▸ **The problem**: Reproduce exactly the stretch of lines running from the line with "markings and give me the boxes" to the end of the entries below.
BEGIN Dataset
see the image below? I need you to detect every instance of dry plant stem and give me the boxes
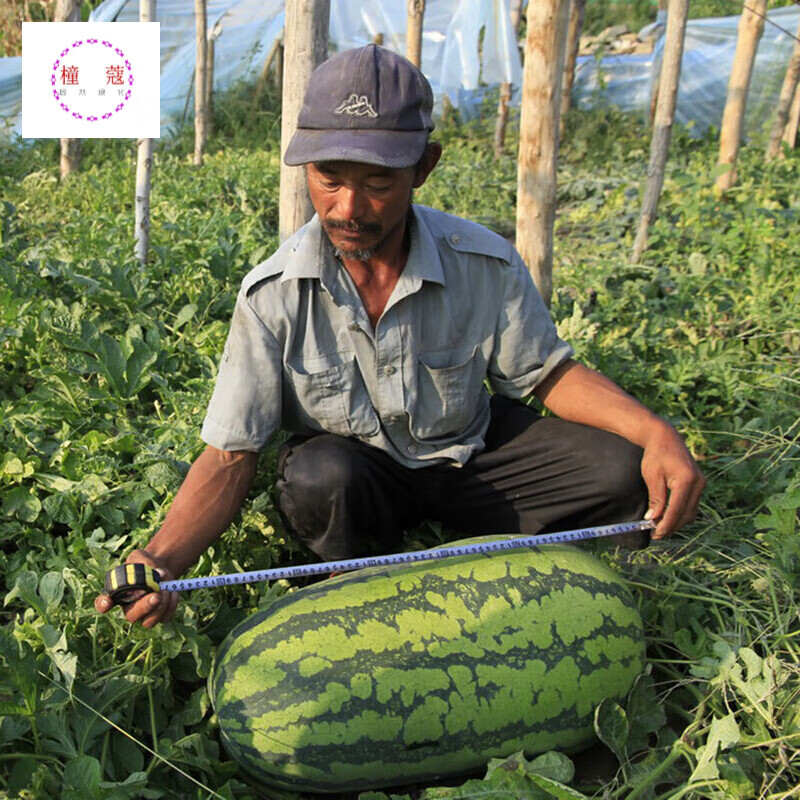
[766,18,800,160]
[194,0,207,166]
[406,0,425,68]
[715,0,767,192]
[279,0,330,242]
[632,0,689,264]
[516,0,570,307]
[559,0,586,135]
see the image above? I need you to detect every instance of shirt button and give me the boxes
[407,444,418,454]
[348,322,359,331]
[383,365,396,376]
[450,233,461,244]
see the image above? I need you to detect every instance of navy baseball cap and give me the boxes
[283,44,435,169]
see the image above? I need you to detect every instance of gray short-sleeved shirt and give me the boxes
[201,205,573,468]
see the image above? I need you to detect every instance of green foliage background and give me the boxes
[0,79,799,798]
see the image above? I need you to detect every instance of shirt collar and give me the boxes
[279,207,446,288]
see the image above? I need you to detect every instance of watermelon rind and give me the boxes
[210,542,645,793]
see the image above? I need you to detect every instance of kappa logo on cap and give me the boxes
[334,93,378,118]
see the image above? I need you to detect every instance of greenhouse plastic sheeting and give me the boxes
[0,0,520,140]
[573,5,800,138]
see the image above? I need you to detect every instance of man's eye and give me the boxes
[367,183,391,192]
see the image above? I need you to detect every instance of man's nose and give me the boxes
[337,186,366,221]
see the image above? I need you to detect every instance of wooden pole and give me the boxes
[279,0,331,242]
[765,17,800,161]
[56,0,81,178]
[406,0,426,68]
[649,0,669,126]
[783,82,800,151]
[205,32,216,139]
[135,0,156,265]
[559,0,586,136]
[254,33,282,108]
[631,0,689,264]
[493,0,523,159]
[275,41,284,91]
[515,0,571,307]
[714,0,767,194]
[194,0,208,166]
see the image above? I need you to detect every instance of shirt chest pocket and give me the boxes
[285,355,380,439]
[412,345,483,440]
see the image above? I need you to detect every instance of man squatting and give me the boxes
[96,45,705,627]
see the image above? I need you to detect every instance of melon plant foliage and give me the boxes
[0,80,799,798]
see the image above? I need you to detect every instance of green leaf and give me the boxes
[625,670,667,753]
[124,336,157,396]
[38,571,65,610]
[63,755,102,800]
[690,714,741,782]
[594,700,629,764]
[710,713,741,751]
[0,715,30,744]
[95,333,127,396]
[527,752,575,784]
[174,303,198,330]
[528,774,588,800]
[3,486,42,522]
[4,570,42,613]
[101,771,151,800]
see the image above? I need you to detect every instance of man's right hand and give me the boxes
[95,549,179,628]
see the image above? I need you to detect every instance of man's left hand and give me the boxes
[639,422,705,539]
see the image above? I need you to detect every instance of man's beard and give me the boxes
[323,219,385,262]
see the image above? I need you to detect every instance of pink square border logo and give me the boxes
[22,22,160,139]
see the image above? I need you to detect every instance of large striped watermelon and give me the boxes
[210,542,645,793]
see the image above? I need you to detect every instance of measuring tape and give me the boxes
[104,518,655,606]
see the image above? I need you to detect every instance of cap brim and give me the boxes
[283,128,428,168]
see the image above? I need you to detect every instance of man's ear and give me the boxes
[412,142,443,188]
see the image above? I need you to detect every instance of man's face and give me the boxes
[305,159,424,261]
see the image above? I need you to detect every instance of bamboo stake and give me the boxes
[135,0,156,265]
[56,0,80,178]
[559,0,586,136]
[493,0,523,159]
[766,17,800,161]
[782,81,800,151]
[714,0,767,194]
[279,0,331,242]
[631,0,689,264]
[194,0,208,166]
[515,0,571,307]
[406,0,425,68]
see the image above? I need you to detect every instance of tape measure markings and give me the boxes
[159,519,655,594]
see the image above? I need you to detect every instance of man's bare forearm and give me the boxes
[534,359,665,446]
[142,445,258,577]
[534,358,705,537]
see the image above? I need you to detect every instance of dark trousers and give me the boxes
END Dataset
▸ **Expected output**:
see the image above? I need you to detect every instance of tape measure markings and give me the boxes
[159,519,655,594]
see the image above? I need you to detect every instance of man's bare forearm and give me the boxes
[534,359,665,446]
[142,445,258,577]
[534,358,705,537]
see the image above? I need you to detect every instance of dark trousers and give me the boxes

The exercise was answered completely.